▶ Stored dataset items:
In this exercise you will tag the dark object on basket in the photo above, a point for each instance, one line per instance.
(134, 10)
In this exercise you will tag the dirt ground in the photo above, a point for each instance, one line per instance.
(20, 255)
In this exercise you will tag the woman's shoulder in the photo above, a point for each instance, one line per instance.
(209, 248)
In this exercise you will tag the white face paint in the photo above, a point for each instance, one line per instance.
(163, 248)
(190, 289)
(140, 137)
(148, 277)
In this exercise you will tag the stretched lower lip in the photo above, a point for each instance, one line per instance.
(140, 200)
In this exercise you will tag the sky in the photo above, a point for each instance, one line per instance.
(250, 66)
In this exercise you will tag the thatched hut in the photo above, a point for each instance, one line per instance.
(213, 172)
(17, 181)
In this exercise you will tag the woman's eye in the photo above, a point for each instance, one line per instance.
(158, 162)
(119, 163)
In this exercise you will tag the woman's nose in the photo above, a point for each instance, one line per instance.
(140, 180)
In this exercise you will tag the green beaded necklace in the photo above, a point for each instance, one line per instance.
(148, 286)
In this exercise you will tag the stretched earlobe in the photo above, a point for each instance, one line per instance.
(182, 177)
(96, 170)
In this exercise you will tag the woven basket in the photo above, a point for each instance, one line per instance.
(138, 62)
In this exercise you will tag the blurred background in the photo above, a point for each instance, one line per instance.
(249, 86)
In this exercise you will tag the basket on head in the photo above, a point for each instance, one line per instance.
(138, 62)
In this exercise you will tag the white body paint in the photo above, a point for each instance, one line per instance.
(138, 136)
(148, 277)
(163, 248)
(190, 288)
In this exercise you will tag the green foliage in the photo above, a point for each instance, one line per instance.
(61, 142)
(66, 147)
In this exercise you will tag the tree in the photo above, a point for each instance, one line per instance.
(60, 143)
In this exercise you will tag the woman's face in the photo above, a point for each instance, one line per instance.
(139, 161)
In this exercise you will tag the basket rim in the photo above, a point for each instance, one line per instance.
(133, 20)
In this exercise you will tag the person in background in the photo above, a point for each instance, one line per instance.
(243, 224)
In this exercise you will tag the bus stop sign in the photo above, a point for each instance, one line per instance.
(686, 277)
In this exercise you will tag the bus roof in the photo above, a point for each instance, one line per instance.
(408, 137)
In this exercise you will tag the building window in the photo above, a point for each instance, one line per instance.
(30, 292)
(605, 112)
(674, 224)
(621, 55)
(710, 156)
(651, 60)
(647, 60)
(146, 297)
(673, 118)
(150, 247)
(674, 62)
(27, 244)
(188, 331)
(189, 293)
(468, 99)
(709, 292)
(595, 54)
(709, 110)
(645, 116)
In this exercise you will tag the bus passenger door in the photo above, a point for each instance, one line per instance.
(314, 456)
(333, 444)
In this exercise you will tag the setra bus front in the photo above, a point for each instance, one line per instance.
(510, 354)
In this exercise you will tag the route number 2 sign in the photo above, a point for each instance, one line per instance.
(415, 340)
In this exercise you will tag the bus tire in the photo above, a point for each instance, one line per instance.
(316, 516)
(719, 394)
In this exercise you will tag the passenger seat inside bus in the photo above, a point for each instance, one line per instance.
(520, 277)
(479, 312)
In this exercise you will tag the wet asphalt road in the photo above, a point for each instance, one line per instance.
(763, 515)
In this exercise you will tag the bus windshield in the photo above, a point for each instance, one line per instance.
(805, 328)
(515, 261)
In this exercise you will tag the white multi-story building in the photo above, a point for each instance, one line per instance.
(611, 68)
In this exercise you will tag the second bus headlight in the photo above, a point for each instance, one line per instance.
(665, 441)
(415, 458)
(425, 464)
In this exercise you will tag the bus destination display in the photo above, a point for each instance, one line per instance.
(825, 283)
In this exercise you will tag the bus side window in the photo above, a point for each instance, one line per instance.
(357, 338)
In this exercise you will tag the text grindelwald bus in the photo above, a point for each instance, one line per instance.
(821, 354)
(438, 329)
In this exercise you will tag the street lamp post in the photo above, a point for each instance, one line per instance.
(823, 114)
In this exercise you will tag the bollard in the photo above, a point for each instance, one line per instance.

▶ Task item: Nothing above should be left out; write out every record exactly.

▶ Solved problem:
In this exercise you will tag the dark object on basket in the photo above, a point for each instance, one line per instance.
(134, 10)
In this exercise you will tag the dirt ground in the photo above, a point for each instance, one line per instance.
(20, 255)
In this exercise you will tag the woman's shoulder in the photo above, a point for each instance, one line per instance.
(209, 248)
In this exercise you will tag the white face paint in the photo above, a point for each instance, one line per instance.
(163, 248)
(190, 289)
(140, 137)
(148, 277)
In this exercise you will tag the stretched lower lip in the photo above, a point for each instance, one line per instance.
(140, 200)
In this exercise you will tag the sky in the photo above, a point for each instance, one line per instance.
(250, 66)
In this exercise you will tag the thatched hut in the photo above, a point for each instance, one line per instance.
(213, 172)
(17, 181)
In this exercise you will tag the woman's eye in the photo above, a point for each instance, one line per instance.
(158, 162)
(119, 163)
In this exercise you will tag the woman's nose in the photo above, a point for each instance, one line per instance.
(140, 180)
In this exercise you will tag the green beaded necklace in the photo above, a point for each instance, one line per instance.
(148, 286)
In this exercise you will tag the stretched earlobe in the photo above, a point for each instance, one line per instance.
(182, 177)
(96, 170)
In this exercise you will tag the woven basket in the photo above, a point for each instance, one line per instance.
(138, 62)
In this exercise you will tag the blurred background in the photo above, a point for each instance, one line per instance.
(249, 86)
In this exercise you will tag the basket on head in the photo above, a point for each instance, one line per instance.
(138, 62)
In this exercise you will tag the white body paint in the photo above, a point for each instance, one line per instance.
(138, 136)
(148, 277)
(163, 248)
(190, 288)
In this exercise you will tag the green foliage in the photo above, a point for each instance, one line per instance.
(61, 142)
(66, 147)
In this exercise you will tag the tree in the photo above, a point for each instance, one line per instance.
(60, 143)
In this exercise you will tag the woman's face in the photo above, a point for each instance, one line per instance.
(139, 161)
In this exercise you will tag the basket rim in the photo above, a point for each instance, one line per instance.
(133, 20)
In this exercise you will tag the person in background in the photo above, a point for each instance, one line per instance.
(243, 224)
In this exercise you will tag the bus stop sign in the photo above, a point for each instance, one line per instance.
(686, 277)
In this exercise you will tag the bus roof in the photo above, a point for each instance, one line per instance.
(408, 137)
In this exercise you will tag the building window in the photo above, a point for each instance, one line per instance.
(30, 292)
(605, 112)
(674, 224)
(621, 55)
(710, 156)
(651, 60)
(647, 60)
(146, 297)
(673, 118)
(150, 247)
(674, 62)
(27, 244)
(188, 331)
(189, 293)
(468, 99)
(709, 292)
(595, 54)
(709, 110)
(645, 116)
In this exercise you will tag the bus passenger door in the photo above, a point for each instance, one line per instance.
(314, 456)
(333, 444)
In this exercise you will tag the setra bus front in the photo above, a point for each instance, one line per instance.
(510, 354)
In this exercise you will tag the route number 2 sign in the photo above, a point for each instance, one line per instance.
(415, 340)
In this exercise you will tag the bus tire in the photo above, a point for each instance, one line per instance.
(316, 516)
(719, 394)
In this exercise you will tag the passenger seat inside bus in the photo above, a point for each instance, one line per instance.
(520, 277)
(479, 312)
In this exercise you will tag the wet asphalt road in the photo above, a point for each instance, one line per instance.
(763, 515)
In this exercise you will tag the bus windshield in the photo above, a point for each instance, one line per instance.
(805, 328)
(515, 261)
In this exercise you will tag the white multi-story building in the photo above, a point for each instance, one line per instance.
(611, 68)
In this exercise you will tag the second bus headlight in the photo above, a point for each instance, one line per instance.
(665, 441)
(415, 458)
(425, 464)
In this exercise you will tag the bus destination display in the photo above, a point for each instance, one line per instance.
(825, 283)
In this exercise you will tag the bus side window in the photo above, a point for each instance, one line per instance.
(357, 338)
In this exercise you will tag the text grindelwald bus in the photo above, a point for each instance, one line per instance.
(821, 354)
(438, 329)
In this exercise you will tag the street lamp post in the photo above, a point for each instance, one line per instance.
(823, 114)
In this exercise you will tag the bollard in the photo above, a point for each instance, one line per instance.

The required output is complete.